YOUR INSTRUCTIONS
In the data that follows, each entry is to be restated exactly.

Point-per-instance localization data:
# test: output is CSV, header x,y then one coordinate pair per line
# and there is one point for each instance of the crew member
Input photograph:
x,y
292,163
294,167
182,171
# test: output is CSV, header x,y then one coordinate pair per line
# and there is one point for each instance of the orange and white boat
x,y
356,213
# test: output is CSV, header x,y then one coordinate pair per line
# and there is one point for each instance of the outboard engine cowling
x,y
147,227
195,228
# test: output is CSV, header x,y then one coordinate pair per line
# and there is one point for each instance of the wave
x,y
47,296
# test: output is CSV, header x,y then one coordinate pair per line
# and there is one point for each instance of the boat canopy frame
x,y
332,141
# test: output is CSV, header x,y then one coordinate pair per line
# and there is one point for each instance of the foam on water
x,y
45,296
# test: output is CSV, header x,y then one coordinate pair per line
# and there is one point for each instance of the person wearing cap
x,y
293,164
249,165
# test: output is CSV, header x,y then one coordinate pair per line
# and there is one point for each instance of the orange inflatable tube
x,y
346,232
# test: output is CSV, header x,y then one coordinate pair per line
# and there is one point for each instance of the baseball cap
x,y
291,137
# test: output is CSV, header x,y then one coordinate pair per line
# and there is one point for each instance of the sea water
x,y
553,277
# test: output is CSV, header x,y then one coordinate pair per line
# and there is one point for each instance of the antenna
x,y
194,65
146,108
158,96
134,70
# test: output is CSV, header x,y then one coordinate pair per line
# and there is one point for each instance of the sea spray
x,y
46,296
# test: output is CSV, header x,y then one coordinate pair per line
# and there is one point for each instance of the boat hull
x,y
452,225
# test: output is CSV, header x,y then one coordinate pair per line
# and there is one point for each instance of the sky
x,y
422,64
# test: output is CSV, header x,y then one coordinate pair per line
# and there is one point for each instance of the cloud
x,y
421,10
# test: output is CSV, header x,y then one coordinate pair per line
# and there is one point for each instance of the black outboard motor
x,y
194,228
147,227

SOLUTION
# test: output is CSV, header x,y then one coordinate pair per line
# and there is one point for each instance of the crew member
Input photograph:
x,y
292,163
294,167
182,171
# test: output is CSV, header x,y then one coordinate pair per line
# and there is one point for each instance of the orange and white boat
x,y
356,213
# test: output is CSV, header x,y then one coordinate pair per line
# and there is one point for each instance of the outboard engine cowling
x,y
147,227
195,228
# test: output is CSV, header x,y then one coordinate pair per line
# and there is one point for each instance of the wave
x,y
47,296
# test: output is CSV, header x,y then one coordinate pair per line
# and there is one point for each instance of the boat canopy frame
x,y
332,141
# test: output is CSV, header x,y then one coordinate pair per line
# and there is one point for each instance of the foam on water
x,y
45,296
# test: output is CSV, header x,y then one coordinate pair per line
# and there is one point for each instance of the person wearing cap
x,y
293,164
249,165
# test: output is CSV, header x,y then one coordinate pair per line
# and there is one point for each instance of the orange inflatable tube
x,y
346,232
# test: output is CSV, header x,y then one coordinate pair per line
# and there is one point for each instance of the baseball cap
x,y
291,137
# test: output is CSV, header x,y then one coordinate pair per line
# and there is one point for each instance of the sea water
x,y
553,277
# test: output is CSV, header x,y then one coordinate pair per line
# and there is one point for each instance of the antenna
x,y
194,65
146,108
158,96
134,70
# test: output is CSV, header x,y then one coordinate pair per line
# and there is one point for each instance of the sea spray
x,y
46,296
# test: output is CSV, header x,y then one coordinate pair per line
# and there is one point for each instance of the boat hull
x,y
452,225
# test: output is CSV, header x,y then one coordinate pair per line
# and there is one point for each instance of the sky
x,y
422,64
# test: output is CSV, header x,y then one coordinate pair per line
# and there is one point for each instance of the cloud
x,y
421,10
# test: output is CSV, header x,y then one coordinate pair per line
# and there is one point for each instance of the black outboard motor
x,y
194,228
147,227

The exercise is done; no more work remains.